| GIVEN TASK |
Return, word for word, every line that follows.

* Begin *

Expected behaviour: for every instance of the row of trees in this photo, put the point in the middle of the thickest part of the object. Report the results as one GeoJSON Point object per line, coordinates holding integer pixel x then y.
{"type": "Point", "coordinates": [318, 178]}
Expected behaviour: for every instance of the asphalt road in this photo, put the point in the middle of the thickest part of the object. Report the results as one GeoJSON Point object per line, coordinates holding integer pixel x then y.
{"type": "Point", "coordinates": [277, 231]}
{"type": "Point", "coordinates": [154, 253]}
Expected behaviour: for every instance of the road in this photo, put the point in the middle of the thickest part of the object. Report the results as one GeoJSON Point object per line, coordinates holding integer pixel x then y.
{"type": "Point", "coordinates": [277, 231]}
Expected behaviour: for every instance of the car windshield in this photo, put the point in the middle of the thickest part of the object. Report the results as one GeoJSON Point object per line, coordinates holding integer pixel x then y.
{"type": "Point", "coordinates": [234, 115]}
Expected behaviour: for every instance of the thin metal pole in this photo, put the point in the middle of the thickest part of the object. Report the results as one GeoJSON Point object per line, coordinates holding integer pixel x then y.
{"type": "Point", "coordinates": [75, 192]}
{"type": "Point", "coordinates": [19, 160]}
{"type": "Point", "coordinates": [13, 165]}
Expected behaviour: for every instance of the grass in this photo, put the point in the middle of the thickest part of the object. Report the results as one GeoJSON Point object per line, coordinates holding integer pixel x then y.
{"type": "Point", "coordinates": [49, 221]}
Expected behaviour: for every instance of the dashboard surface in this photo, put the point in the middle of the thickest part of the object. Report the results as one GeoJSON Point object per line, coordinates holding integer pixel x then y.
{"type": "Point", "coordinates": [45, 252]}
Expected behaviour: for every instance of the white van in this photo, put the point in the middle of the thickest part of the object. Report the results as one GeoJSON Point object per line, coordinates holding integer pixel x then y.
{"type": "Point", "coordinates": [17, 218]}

* End *

| ANSWER FOR THIS EXERCISE |
Expected behaviour: for every instance of the row of trees in this photo, put the point in the middle of the thickest part of the object. Report the results as one GeoJSON Point object per line, coordinates holding integer pixel x then y.
{"type": "Point", "coordinates": [318, 178]}
Expected behaviour: for every instance of the asphalt road in this photo, put the point in the middle of the thickest part of the object. Report the results as one GeoJSON Point object per line, coordinates holding integer pixel x then y.
{"type": "Point", "coordinates": [277, 231]}
{"type": "Point", "coordinates": [154, 253]}
Expected behaviour: for every instance of the road in this photo, put the point in the middle of the thickest part of the object. Report the results as one GeoJSON Point object per line, coordinates holding integer pixel x then y.
{"type": "Point", "coordinates": [277, 231]}
Expected behaviour: for every instance of the car windshield in this photo, put the point in the middle of the thickest part of the object. Report the results as one GeoJSON Point object per line, coordinates holding integer pixel x then y.
{"type": "Point", "coordinates": [234, 115]}
Expected behaviour: for every instance of the thin metal pole in this photo, put the point in the middle of the thickest part of the object. Report the results as one GeoJSON Point object per line, coordinates holding integer pixel x then y.
{"type": "Point", "coordinates": [75, 192]}
{"type": "Point", "coordinates": [19, 160]}
{"type": "Point", "coordinates": [13, 165]}
Expected behaviour: for every instance of the grass in this photo, put the point in the middle of the thickest part of the object. Report the results as one GeoJSON Point object per line, coordinates holding integer pixel x then y.
{"type": "Point", "coordinates": [49, 221]}
Expected behaviour: for every instance of the dashboard surface in this photo, put the point in the middle of the thickest part of the object. Report the results as one GeoJSON Point object per line, coordinates holding integer pixel x then y.
{"type": "Point", "coordinates": [45, 252]}
Expected behaviour: for every instance of the white van in this photo, put the point in the middle of the thickest part of the object. Report the results as one GeoJSON Point object per line, coordinates holding integer pixel x then y.
{"type": "Point", "coordinates": [17, 218]}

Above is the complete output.